▶ PROBLEM DESCRIPTION
Repeat the records verbatim and leave the pictures out of your copy.

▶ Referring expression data
+++++

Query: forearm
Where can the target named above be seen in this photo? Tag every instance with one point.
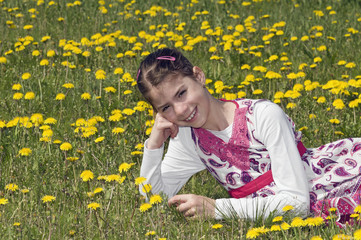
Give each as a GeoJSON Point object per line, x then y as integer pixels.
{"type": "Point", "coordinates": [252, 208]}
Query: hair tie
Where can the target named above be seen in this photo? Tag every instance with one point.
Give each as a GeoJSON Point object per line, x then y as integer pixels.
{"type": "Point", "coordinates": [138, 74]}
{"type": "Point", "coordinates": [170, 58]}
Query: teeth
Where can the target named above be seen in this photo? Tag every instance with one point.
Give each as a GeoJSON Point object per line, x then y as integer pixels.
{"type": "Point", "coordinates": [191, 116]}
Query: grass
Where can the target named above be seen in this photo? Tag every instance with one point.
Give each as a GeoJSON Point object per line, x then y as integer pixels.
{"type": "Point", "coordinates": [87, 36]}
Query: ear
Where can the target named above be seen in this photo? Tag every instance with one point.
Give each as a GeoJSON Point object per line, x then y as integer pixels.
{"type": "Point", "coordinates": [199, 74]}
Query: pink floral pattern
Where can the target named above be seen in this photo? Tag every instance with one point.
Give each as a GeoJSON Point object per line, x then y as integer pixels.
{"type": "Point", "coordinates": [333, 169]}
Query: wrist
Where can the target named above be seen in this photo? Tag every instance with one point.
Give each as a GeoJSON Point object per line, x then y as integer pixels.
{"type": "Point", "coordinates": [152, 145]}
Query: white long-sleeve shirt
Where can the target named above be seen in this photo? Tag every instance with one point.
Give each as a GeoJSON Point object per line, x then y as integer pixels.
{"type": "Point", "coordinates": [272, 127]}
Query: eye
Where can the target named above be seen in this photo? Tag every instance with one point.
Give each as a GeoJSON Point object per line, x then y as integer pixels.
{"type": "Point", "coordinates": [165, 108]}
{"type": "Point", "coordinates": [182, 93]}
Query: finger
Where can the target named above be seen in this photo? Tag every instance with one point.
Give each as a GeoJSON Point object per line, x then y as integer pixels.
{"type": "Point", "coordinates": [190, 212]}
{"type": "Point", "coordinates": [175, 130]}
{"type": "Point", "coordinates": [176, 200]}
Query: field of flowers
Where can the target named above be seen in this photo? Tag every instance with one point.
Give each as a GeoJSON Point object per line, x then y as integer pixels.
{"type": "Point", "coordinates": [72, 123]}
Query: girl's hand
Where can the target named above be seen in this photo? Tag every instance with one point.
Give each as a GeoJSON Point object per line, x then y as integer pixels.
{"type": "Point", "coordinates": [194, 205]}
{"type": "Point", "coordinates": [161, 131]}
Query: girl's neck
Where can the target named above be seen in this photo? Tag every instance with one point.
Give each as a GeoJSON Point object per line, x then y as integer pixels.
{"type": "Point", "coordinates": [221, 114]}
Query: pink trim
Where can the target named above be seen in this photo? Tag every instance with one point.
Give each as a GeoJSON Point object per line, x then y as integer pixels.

+++++

▶ SOLUTION FOR THIS PROBLEM
Query: forearm
Where can the target named above be seen in this photo? Tag every instance with one point.
Give each as a GeoJSON Point object per line, x then y as integer pixels.
{"type": "Point", "coordinates": [252, 208]}
Query: hair tie
Where can the target named above be seen in this photo? Tag every instance with one point.
Give each as a GeoJSON Point object per line, x then y as integer pixels.
{"type": "Point", "coordinates": [138, 74]}
{"type": "Point", "coordinates": [170, 58]}
Query: teeth
Where can the target named above be seen in this photo? Tag every instance with one point.
Give each as a GeoJSON Point object per line, x then y as integer pixels.
{"type": "Point", "coordinates": [191, 116]}
Query: grass
Where can the target named above be seen in this photo? Tag every instance with one point.
Give each as a GeoJSON Point object per line, x then y as integer pixels.
{"type": "Point", "coordinates": [87, 36]}
Query: ear
Where can the target named above be seen in this photo? Tag every instance with one point.
Give each as a GeoJSON Point object per line, x then y as integer pixels.
{"type": "Point", "coordinates": [199, 74]}
Query: pink floral pattern
Where can the target named above be seen in this photo? Tag every instance with one point.
Give each as a GeoJSON Point object per line, x then y as integer pixels.
{"type": "Point", "coordinates": [333, 169]}
Query: wrist
Where can the target named above be seen in this photo? Tag every instance with one point.
Give each as a GeoJSON Point object per line, x then y as integer pixels.
{"type": "Point", "coordinates": [152, 145]}
Query: white long-sleeve shirt
Where can the target named above be seen in this photo? Tag every instance with one point.
Give each as a GeoJSON Point object per line, x then y as integer pixels.
{"type": "Point", "coordinates": [272, 127]}
Query: eye
Where can the target named above be seen in this photo? Tag every instance with one point.
Give each as a GeoJSON Point object per line, x then y as integer pixels.
{"type": "Point", "coordinates": [165, 108]}
{"type": "Point", "coordinates": [182, 93]}
Query: finger
Where can the target named above be seen in this photo? Tag every instance with one point.
Give each as a GeoJSON Point object per line, x then y as integer pixels.
{"type": "Point", "coordinates": [190, 212]}
{"type": "Point", "coordinates": [175, 130]}
{"type": "Point", "coordinates": [176, 200]}
Query: field of flowers
Where can the target named above be seen in this photo? Tag every instance with one point.
Give each as a GeoJSON Point object per line, x then y as integer pixels.
{"type": "Point", "coordinates": [72, 123]}
Query: girl's hand
Where can the target named above be seen in this photo? Tag every instance with one point.
Give each as a GeoJSON Point object per line, x then y as integer pixels.
{"type": "Point", "coordinates": [194, 205]}
{"type": "Point", "coordinates": [161, 131]}
Query: girl's neck
Where can the target named above be seen in this photo? Tag every instance with one point.
Give each as a GeoJSON Point object per line, x then y as integer pixels.
{"type": "Point", "coordinates": [221, 114]}
Query: pink trim
Where can the target named above be seen in this photo? Tag every instance with one point.
Give each as a GeoJSON Point object per line, x then y as integer pixels.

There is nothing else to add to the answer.